→ **What you need to do**
Set out the rows below as a numbered list, skipping blank lines. Begin at the line that contains "of the bell" and continue through the last row, including both ends.
— START —
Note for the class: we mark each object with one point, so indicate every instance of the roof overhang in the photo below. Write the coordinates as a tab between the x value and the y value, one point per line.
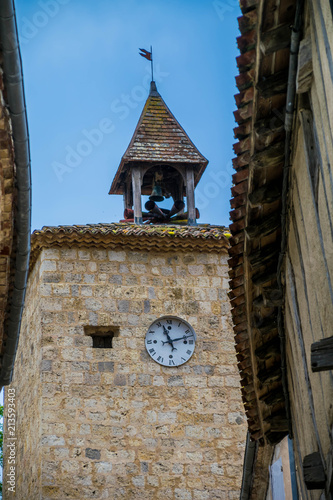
256	212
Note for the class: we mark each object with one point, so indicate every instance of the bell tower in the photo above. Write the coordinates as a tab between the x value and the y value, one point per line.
161	161
127	385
— END —
→ **Solution to this exercise**
1. Note for the class: we mark each object with one point, so indicate every instance of the bell tower in the photo above. Write the coordinates as a tab between the x value and the y value, one point per line.
2. 161	161
3. 127	385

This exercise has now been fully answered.